# DIRECTION A
Reproduce the stretch of the speed limit discussion from "My road has" through "was around 20mph.", word for word.

# DOCUMENT EXTRACT
To my mind, 15 - 20mph in urban areas is that compromise.
It allows practical vehicle use, while also respecting the rights of other road users - especially pedestrians and cyclists - to exist and move about without significantly elevated risk.
The idea that some people should be granted the ability to move through shared space at speeds that make them dangerous beyond anyone else simply because they're encased in a car is not just unfair - it creates noisy, dangerous, and ultimately unliveable environments.
My problem with the 20mph speed limits in the UK is that they seem to be imposed fairly randomly.
There are many cases where wide roads with good visibility and few pedestrians crossing have 20mph limits. In one egregious case I experienced recently near identical stretches of the same road (it was a main road, I think an A road, passing through a built up area) switched between 20 and 30 mph limits. If anything it created a significant distraction keeping track of the limits.
There are a number of other roads like that have 20mph limits. On the other hand narrower side roads in the same areas has 30mph limits.
My road has a 20mph limit. On the bit I live on it makes no difference - narrower, parked cars etc. means you drive very slow anyway. Further down the road is broader and clearer. I think the reason maybe to encourage people to use the bypass instead of driving through the village so it may be reasoned- although I suspect the speed bumps are more effective at doing that.
20-to-30 causes a step change in pedestrian outcomes, so no, the logical conclusion isn't 0mph. Also the average speed on 30mph roads before the changeover was around 20mph.
It improves traffic flow and reduces pollution too.

# MATERIAL SUPPLIED

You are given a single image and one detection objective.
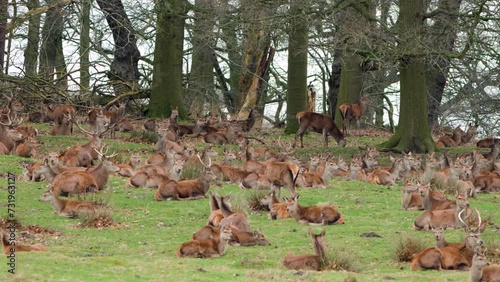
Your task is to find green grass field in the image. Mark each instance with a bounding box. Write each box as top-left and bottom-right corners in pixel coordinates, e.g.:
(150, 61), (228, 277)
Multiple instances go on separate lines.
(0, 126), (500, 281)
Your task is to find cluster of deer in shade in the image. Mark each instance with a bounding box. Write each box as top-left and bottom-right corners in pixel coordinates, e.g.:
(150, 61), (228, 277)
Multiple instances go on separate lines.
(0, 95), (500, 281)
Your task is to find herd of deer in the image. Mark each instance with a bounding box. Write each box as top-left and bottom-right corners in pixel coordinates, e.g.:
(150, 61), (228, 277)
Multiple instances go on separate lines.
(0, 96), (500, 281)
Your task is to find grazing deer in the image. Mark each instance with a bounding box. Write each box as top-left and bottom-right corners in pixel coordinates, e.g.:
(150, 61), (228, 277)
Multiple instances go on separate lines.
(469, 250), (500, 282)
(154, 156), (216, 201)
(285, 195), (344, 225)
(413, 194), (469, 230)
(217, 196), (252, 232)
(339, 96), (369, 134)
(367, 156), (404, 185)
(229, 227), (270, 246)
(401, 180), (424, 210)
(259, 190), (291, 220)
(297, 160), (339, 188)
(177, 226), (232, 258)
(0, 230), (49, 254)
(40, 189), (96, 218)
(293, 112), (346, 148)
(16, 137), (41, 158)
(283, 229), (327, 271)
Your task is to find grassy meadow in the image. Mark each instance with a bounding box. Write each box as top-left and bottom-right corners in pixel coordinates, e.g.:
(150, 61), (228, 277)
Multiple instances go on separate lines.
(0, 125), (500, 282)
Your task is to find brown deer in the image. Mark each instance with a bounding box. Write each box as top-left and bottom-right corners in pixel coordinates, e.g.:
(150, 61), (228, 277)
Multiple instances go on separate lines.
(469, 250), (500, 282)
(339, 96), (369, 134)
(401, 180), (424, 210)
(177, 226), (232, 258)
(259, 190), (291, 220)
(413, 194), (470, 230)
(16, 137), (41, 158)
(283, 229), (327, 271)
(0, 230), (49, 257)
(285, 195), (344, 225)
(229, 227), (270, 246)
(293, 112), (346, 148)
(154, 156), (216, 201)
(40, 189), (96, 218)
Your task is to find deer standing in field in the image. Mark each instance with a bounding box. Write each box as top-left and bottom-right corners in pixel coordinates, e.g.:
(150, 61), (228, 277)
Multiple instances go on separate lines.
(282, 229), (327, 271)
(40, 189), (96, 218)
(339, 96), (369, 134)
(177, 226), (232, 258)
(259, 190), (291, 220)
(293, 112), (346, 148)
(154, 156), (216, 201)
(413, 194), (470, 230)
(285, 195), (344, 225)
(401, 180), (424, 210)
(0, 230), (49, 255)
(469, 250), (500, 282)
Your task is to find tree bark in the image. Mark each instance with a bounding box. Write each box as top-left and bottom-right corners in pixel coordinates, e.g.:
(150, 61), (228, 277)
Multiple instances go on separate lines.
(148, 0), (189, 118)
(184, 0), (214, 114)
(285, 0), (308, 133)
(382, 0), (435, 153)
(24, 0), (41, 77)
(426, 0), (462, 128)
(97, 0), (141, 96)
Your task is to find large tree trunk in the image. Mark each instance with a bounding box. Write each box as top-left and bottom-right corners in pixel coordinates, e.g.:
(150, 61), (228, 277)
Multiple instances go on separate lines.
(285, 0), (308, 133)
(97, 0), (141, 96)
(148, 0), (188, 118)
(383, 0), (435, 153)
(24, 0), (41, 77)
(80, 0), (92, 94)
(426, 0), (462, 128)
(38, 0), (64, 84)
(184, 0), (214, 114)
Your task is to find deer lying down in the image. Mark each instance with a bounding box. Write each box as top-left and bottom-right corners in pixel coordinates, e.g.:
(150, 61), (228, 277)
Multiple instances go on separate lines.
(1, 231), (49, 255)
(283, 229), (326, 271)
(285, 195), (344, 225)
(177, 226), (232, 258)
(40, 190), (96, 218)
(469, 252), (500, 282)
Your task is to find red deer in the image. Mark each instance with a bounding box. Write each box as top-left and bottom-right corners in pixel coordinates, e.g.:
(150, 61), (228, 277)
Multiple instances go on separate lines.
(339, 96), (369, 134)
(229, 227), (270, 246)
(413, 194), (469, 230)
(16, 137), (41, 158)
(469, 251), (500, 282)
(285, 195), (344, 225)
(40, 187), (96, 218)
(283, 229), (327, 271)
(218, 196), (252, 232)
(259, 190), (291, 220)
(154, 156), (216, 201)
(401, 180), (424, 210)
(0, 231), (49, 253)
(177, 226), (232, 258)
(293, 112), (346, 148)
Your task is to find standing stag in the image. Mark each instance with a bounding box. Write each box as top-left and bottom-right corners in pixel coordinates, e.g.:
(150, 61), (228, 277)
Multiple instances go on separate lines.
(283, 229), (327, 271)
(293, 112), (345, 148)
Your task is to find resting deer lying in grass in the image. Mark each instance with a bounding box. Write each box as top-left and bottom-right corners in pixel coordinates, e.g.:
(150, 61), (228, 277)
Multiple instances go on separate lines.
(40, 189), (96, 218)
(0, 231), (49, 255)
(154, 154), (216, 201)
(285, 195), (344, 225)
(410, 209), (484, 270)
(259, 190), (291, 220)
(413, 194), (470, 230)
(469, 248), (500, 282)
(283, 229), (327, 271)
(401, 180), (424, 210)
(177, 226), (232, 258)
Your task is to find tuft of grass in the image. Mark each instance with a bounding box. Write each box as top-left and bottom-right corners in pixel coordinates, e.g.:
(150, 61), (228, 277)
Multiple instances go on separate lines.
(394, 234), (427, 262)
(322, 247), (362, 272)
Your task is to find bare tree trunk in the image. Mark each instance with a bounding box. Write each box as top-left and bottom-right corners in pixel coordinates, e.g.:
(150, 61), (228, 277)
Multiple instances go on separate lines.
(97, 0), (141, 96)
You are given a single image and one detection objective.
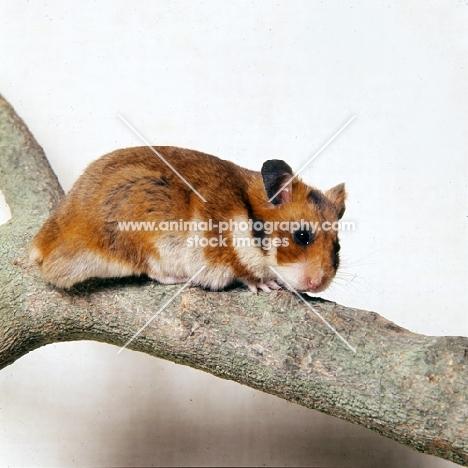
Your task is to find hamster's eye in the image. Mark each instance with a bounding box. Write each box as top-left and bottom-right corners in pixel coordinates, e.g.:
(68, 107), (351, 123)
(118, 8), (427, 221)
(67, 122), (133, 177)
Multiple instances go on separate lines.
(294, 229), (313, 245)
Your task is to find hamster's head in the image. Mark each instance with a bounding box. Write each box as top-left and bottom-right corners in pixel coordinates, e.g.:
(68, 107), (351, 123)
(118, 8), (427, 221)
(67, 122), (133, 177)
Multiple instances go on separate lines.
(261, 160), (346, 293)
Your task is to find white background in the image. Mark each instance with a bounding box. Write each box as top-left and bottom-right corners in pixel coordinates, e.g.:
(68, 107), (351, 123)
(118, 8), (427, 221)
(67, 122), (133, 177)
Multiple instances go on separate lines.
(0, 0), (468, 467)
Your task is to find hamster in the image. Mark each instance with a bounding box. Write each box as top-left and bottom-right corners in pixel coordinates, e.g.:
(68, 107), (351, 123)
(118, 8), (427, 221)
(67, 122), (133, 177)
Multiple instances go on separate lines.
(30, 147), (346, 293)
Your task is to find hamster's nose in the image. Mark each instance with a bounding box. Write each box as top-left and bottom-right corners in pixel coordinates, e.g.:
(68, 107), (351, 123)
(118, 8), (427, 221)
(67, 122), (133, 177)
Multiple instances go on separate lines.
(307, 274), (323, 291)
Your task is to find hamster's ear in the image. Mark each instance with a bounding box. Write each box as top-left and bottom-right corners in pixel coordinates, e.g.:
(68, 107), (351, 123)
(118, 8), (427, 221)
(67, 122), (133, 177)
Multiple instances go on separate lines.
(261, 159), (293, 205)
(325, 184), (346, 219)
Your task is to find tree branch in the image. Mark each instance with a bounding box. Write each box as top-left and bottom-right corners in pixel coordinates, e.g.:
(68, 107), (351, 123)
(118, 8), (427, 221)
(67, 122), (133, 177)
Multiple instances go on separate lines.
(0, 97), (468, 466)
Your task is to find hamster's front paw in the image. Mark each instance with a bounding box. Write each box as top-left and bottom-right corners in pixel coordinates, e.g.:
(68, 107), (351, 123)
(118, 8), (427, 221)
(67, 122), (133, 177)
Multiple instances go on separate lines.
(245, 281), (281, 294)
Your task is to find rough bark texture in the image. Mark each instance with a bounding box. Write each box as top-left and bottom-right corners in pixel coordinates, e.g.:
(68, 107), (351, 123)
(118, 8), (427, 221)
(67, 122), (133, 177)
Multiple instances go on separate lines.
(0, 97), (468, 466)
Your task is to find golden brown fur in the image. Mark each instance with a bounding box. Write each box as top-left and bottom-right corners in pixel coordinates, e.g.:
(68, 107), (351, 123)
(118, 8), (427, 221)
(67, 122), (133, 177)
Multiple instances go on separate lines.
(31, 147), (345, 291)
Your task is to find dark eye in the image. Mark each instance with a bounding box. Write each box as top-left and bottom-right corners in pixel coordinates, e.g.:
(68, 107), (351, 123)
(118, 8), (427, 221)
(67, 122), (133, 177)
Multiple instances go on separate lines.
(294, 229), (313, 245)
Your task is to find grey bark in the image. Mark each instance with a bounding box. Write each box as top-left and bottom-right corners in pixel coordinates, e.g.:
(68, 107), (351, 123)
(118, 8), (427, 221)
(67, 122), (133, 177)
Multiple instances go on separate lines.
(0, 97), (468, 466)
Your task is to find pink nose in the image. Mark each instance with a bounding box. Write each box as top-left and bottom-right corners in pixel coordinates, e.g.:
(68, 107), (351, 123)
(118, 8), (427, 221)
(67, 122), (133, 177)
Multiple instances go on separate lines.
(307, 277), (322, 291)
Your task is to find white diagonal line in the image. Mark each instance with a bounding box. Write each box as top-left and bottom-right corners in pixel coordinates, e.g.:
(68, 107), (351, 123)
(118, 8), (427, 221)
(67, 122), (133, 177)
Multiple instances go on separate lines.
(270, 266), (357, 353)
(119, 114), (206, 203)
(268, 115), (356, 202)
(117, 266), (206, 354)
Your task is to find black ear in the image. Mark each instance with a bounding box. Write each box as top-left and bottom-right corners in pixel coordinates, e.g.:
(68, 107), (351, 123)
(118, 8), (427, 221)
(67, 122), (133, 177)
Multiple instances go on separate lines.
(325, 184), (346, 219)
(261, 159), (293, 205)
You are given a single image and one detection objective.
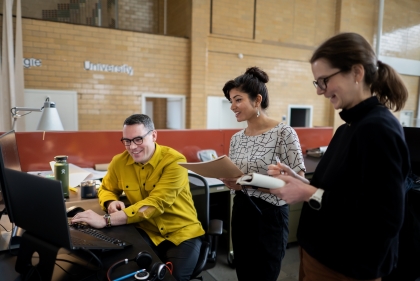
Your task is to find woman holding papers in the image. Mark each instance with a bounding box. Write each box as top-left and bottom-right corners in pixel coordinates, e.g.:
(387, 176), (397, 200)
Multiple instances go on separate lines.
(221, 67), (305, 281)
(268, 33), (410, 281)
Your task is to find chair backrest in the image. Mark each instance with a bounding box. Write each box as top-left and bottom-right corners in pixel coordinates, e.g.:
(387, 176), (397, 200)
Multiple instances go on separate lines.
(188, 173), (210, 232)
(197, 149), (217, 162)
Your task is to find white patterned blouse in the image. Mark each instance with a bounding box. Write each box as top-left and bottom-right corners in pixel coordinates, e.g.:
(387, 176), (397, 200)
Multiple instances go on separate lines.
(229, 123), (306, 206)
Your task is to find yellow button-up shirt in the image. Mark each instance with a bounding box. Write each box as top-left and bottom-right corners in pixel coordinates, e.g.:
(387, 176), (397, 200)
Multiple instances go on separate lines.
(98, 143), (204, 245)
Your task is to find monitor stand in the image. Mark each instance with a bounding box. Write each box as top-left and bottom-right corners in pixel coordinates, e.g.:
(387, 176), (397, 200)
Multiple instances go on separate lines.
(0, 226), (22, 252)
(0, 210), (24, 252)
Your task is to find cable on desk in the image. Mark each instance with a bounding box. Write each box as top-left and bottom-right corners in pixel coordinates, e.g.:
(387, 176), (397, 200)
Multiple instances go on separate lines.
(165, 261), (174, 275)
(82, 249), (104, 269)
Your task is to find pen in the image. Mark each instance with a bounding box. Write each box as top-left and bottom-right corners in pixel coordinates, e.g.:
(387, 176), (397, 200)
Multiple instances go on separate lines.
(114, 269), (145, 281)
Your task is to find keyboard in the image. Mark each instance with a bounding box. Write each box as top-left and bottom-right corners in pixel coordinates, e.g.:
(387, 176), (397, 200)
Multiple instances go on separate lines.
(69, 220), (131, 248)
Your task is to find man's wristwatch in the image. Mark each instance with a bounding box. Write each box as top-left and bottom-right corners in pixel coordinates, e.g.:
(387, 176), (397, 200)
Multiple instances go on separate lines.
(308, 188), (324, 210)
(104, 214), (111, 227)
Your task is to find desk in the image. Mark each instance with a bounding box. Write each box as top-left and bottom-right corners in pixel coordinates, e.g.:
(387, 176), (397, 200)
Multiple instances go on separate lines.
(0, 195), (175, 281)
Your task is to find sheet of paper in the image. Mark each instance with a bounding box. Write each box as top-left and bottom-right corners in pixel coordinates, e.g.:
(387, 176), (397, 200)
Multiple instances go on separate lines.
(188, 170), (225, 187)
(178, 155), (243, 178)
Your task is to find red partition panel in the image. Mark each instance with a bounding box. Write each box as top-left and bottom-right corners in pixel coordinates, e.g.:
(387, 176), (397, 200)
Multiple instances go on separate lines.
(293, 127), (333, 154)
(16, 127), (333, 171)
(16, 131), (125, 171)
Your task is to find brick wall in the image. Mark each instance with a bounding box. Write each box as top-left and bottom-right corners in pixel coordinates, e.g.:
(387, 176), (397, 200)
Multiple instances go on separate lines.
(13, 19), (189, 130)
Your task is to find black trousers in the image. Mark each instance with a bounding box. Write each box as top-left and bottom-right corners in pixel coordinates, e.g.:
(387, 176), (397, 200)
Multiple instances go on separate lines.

# DIRECTION B
Copy the entries word for word, from their first line through the line containing "(0, 96), (500, 281)", with both ends included. Leave the pictures out.

# EXPECTED OUTPUT A
My road has a 20mph limit. On the bit I live on it makes no difference - narrower, parked cars etc. means you drive very slow anyway. Further down the road is broader and clearer. I think the reason maybe to encourage people to use the bypass instead of driving through the village so it may be reasoned- although I suspect the speed bumps are more effective at doing that.
20-to-30 causes a step change in pedestrian outcomes, so no, the logical conclusion isn't 0mph. Also the average speed on 30mph roads before the changeover was around 20mph.

# EXPECTED OUTPUT B
You are given a single image and one detection objective.
Your task is to find green grass field in the image. Mark each instance with a bounding box. Write each box as top-left and bottom-right corners in pixel coordinates, e.g.:
(150, 61), (228, 277)
Multiple instances go on separate lines.
(0, 126), (500, 281)
Your task is to find cluster of deer in shade in the image. Mark each instance with a bounding box. Write each box as top-left and bottom-right corners in pixel coordinates, e.g.:
(150, 61), (228, 277)
Multiple instances go on separate lines.
(0, 95), (500, 281)
Your task is to find herd of deer in the image. Mark each instance with a bounding box. Write each box as top-left and bottom-right corners in pixel coordinates, e.g.:
(150, 61), (228, 277)
Multiple instances go on separate lines.
(0, 96), (500, 281)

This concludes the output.